TEXTO FUENTE:
CUANDO EL CAMINO HACIA ADELANTE CONDUCE HACIA ATRÁS
Padre Pío María Noonan , OSB 29 de noviembre de 2024
Cuando era niño tuve varias oportunidades de realizar largas caminatas por varias altas montañas de los Alpes suizos, franceses e italianos. El primer día me dieron una advertencia que me ha quedado grabada desde entonces: debes seguir los senderos marcados y, si te desvías, regresas a la última señal que recuerdas haber visto . El principio tiene sentido y sólo los tontos lo ignorarían. Vuelve al camino. Si no lo haces, estás perdido y podrías pagar las consecuencias con tu vida.

PARTES DEL EJERCICIO:
A. Cambia el nombre "Alpes" por "Pirineos" en el fragmento del texto sobre las caminatas de montaña que abre con las palabras "CUANDO EL CAMINO" y cierra con "con tu vida.".
B. Según el texto sobre las caminatas de montaña, ¿qué hay que hacer si uno se desvía de los senderos marcados?
C. Continúa, por favor, el texto sobre las caminatas de montaña a partir de su última oración.

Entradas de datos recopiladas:
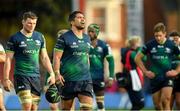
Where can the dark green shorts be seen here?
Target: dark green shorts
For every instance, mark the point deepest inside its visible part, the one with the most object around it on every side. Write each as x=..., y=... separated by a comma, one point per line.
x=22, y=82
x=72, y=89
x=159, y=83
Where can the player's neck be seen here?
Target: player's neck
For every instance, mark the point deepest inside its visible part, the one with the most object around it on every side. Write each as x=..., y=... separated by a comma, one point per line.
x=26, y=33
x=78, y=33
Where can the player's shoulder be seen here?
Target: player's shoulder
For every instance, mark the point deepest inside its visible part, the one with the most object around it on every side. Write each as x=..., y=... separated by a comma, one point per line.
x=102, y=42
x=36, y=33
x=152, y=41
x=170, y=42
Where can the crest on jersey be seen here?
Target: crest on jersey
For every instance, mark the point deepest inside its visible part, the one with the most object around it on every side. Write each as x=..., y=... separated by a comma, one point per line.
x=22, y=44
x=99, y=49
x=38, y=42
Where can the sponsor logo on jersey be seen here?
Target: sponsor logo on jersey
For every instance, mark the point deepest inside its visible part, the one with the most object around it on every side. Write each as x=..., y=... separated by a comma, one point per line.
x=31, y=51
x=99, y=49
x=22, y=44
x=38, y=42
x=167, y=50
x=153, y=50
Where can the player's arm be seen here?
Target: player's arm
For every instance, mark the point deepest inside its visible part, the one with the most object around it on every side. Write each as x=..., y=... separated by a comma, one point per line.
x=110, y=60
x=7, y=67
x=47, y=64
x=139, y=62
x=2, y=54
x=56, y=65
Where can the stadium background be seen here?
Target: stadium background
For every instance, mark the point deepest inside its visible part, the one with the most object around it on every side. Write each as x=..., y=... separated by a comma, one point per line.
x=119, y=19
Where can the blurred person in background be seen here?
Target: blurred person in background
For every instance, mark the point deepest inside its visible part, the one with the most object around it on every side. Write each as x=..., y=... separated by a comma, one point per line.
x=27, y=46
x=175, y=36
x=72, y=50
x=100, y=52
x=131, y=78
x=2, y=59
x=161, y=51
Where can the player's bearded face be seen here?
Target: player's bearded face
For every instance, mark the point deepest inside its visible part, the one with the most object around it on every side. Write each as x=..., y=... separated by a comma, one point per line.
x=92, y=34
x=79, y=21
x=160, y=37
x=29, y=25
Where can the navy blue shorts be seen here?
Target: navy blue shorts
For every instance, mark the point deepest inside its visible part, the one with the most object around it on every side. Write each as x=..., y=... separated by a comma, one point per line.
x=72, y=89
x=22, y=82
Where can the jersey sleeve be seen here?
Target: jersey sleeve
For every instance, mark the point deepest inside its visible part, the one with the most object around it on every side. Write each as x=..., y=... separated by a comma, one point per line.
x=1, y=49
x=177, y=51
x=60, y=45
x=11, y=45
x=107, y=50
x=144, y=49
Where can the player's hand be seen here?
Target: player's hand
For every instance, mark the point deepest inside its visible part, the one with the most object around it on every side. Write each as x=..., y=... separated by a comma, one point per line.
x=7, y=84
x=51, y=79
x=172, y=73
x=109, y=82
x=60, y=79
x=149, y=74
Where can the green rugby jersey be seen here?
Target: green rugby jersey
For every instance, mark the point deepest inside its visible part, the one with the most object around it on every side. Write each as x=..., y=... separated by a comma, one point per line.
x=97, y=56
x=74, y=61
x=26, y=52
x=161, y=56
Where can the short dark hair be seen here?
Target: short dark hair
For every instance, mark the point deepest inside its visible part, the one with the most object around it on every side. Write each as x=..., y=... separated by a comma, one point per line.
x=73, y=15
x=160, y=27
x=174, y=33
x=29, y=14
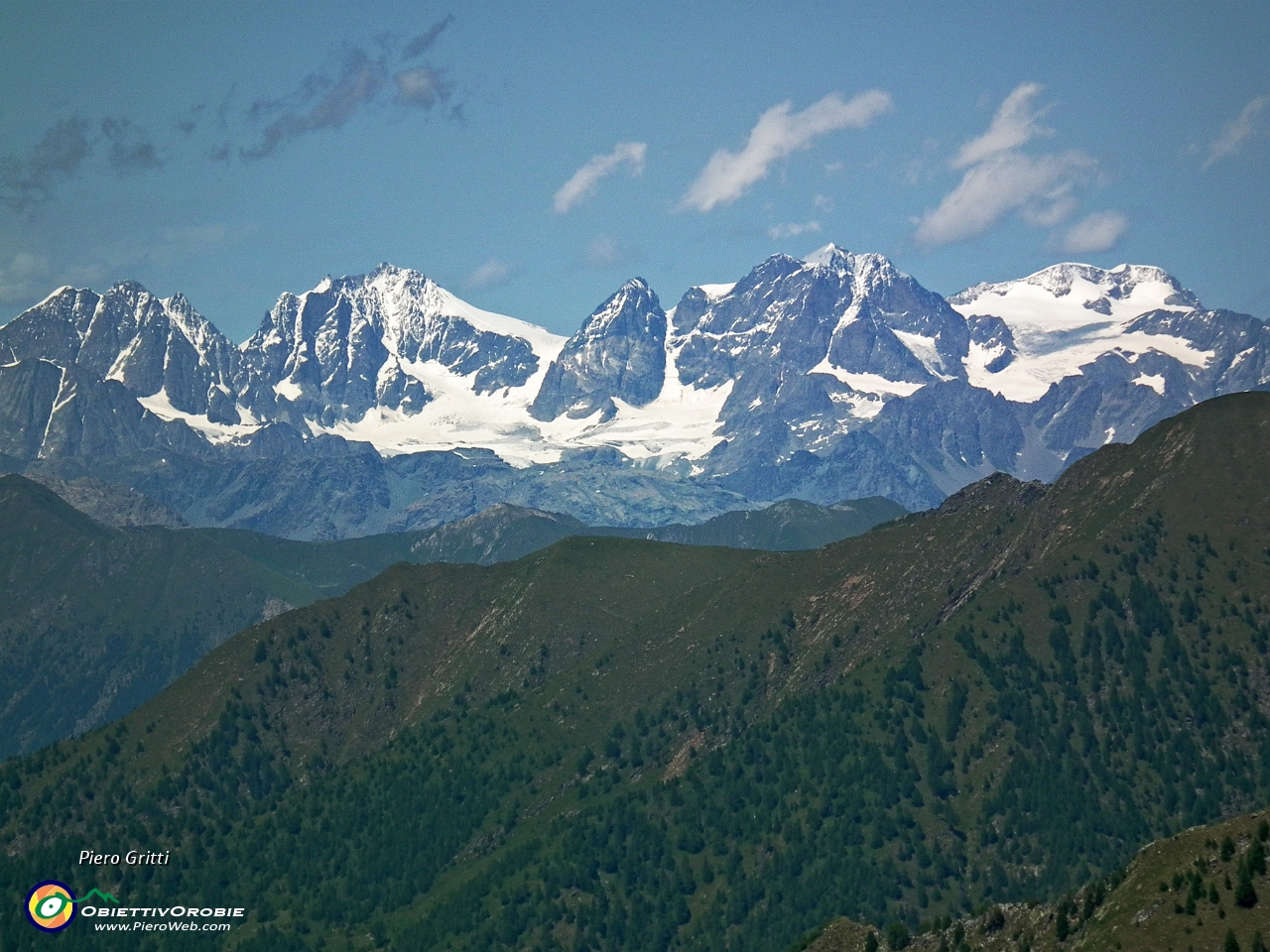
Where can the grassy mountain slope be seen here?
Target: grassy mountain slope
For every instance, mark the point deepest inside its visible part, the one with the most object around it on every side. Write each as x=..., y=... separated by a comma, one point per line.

RESPUESTAS:
A.
CUANDO EL CAMINO HACIA ADELANTE CONDUCE HACIA ATRÁS
Padre Pío María Noonan , OSB 29 de noviembre de 2024
Cuando era niño tuve varias oportunidades de realizar largas caminatas por varias altas montañas de los Pirineos suizos, franceses e italianos. El primer día me dieron una advertencia que me ha quedado grabada desde entonces: debes seguir los senderos marcados y, si te desvías, regresas a la última señal que recuerdas haber visto . El principio tiene sentido y sólo los tontos lo ignorarían. Vuelve al camino. Si no lo haces, estás perdido y podrías pagar las consecuencias con tu vida.

B. Regresar a la última señal que recuerda haber visto.

C.
Este mismo principio tiene un lugar en la vida moral de los individuos y las civilizaciones. La vida de las personas comienza a desmoronarse cuando dejan atrás las sabias máximas que (con suerte) aprendieron de sus padres y comienzan a vivir según sus caprichos. El único camino hacia la salvación es volver a los principios de moderación y abstinencia transmitidos de generación en generación. De manera similar, la vida de una nación comienza a desintegrarse cuando se dejan de lado los principios sacrosantos que han gobernado cada civilización verdadera en la historia de la humanidad: los no nacidos ya no están protegidos, los ancianos son descartados como inútiles, el hedonismo y la promiscuidad sexual están rampantes. , tener hijos es opcional y la educación que damos a los que tenemos está dirigida únicamente a su bienestar físico y no a su bienestar eterno. Una civilización así está al borde del colapso: reina la anarquía y es sólo cuestión de tiempo que triunfen los horrores de la barbarie pagana.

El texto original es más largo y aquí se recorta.